--- Begin Selected passage ---

Planning Your Work With The Boatyard

By Tom Neale

Last month we talked about choosing a boatyard or marine service. Following are a few of the things you can do to help you have a good experience with that yard or service once you have chosen them. As in the last column, "yard" includes "marine service" where applicable.

Photo of a skilled work on author's boat at Camachee Yacht Yard in St. Augustine, FLSkilled work on author's boat at Camachee Yacht Yard in St. Augustine, FL.

Written Estimate Or Quote?

Usually, an estimate is an educated guess, without a guaranteed ceiling. If you elect to get an estimate, get it in writing and check to see that it specifies what it includes. Insist that you be informed immediately if it appears during the job that the estimate may be too low, and why. Most good yards will want you to know anyway. A firm quote should have a ceiling for the work specified and is normally very detailed as to what is to be done. The yard will need to be sure that it won't get caught with some unexpected problem which will destroy their profit margin. And you will want to know that there are to be no expensive surprises. Quotes for complex jobs may require a lot of time to prepare, for which you may be billed, regardless of whether you authorize the job after seeing the quote. If you think the estimate or quote is out of line, ask other owners who had the same job done, and consider consulting an independent surveyor if it's a big job.

If possible, get your quote or estimate prior to being hauled so that management will know that he's bidding against other yards. If you must get hauled for the estimate, tell them that you're prepared to walk away if they come in too high on their bid, despite the haulout fee. (Establish this fee before the haulout.)

Boat work is hard to predict. Many things can go wrong. The yard should have trained people and proper equipment to give them a reasonable idea about what's involved, but they're probably going to need some wiggle room subject to your approval. Keep in mind that if the yard isn't making a fair profit, everyone, including the customer, loses in one way or another.

--- End Selected passage ---
--- Begin Dataset ---

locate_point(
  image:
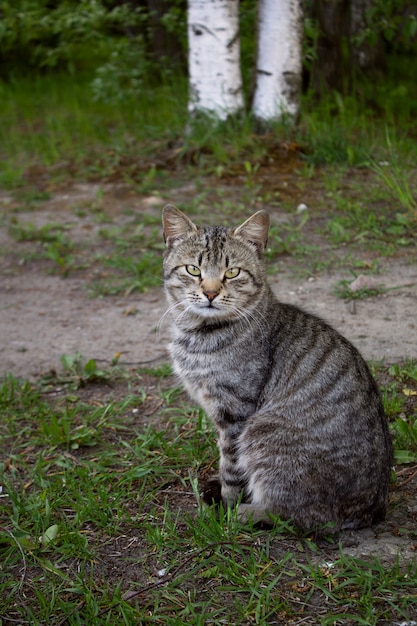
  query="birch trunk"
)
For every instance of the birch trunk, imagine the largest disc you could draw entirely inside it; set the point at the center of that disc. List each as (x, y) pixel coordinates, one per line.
(279, 60)
(214, 57)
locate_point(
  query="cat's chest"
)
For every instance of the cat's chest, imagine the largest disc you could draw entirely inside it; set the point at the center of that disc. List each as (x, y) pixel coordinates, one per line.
(226, 376)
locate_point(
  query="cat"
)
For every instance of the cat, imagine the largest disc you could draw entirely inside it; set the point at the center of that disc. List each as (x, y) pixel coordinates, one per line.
(301, 428)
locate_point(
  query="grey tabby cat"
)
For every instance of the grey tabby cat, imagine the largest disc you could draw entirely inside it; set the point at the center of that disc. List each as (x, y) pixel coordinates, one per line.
(301, 428)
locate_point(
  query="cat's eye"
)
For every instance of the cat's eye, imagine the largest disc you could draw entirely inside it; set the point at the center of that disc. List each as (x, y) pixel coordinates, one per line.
(232, 272)
(193, 270)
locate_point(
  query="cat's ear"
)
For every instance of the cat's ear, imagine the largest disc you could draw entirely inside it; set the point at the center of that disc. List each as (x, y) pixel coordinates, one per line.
(255, 229)
(176, 224)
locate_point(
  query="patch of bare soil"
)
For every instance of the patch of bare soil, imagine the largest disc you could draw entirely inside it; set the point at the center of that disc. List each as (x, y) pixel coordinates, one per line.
(45, 315)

--- End Dataset ---

* Problem description *
Quote the boatyard column above word for word, between "Planning Your Work" and "Estimate Or Quote?", inclusive.

* Exercise response *
Planning Your Work With The Boatyard

By Tom Neale

Last month we talked about choosing a boatyard or marine service. Following are a few of the things you can do to help you have a good experience with that yard or service once you have chosen them. As in the last column, "yard" includes "marine service" where applicable.

Photo of a skilled work on author's boat at Camachee Yacht Yard in St. Augustine, FLSkilled work on author's boat at Camachee Yacht Yard in St. Augustine, FL.

Written Estimate Or Quote?